§ Work to be completed
Output exactly the lines that run from the top of the entries to the line holding "For holes, rely on the even-odd rule.", including both of those lines.

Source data
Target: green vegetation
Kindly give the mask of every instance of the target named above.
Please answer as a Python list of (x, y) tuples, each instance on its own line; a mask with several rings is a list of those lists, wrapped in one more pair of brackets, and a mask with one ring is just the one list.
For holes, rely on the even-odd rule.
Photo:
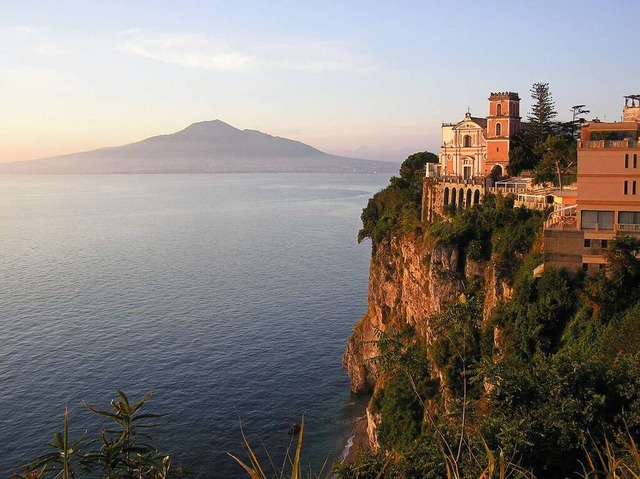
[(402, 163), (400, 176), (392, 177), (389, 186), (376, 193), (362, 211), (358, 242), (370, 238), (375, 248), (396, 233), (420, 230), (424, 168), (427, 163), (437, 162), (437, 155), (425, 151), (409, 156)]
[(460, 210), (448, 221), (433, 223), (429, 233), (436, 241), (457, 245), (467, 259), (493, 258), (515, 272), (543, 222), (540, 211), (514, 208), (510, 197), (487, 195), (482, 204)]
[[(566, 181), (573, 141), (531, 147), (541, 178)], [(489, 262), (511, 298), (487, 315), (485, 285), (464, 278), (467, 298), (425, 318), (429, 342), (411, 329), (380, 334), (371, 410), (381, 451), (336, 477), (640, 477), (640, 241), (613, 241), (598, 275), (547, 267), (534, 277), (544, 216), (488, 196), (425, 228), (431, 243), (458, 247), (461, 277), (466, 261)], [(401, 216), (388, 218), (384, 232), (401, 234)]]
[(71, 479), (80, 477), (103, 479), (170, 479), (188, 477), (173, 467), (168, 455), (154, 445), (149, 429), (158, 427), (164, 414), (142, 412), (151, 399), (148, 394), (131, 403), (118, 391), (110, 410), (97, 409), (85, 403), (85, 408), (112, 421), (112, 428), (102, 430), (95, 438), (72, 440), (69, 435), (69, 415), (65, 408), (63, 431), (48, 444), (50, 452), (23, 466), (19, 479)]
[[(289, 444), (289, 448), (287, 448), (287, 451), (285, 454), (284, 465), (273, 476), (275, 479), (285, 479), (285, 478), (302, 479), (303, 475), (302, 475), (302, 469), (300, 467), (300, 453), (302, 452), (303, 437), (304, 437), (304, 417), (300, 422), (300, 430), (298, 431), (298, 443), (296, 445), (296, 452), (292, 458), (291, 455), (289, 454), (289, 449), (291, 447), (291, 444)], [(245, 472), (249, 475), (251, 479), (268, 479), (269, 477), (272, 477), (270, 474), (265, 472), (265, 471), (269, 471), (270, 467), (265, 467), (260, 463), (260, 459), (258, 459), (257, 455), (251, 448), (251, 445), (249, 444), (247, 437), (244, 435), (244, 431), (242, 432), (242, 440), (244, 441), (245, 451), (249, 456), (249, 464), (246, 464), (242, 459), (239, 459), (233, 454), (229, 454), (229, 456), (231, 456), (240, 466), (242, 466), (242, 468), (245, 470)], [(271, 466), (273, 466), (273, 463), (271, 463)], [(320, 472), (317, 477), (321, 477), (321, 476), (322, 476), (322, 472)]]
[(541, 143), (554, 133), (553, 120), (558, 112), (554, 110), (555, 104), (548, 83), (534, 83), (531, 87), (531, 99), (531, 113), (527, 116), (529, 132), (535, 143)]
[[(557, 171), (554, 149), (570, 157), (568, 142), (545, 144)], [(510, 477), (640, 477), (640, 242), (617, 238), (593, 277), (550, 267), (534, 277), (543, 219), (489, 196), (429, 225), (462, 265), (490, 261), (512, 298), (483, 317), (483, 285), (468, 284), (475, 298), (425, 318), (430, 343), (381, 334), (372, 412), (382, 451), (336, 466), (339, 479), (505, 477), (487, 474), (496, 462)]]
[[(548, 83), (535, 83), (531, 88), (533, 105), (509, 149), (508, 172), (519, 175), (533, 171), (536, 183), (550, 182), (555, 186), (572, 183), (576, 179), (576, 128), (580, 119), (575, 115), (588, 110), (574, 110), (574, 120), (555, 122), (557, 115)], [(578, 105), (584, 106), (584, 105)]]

§ Answer area
Target: green vegetation
Kindly give the mask of every instance of the target named above.
Please answer as a Python list of (x, y) tuples, each instance on its own line; a mask with several rings is a list of those lists, wrapped in one more pair of brackets, and a mask with one ring is just the one list.
For holes, rely on the even-odd rule.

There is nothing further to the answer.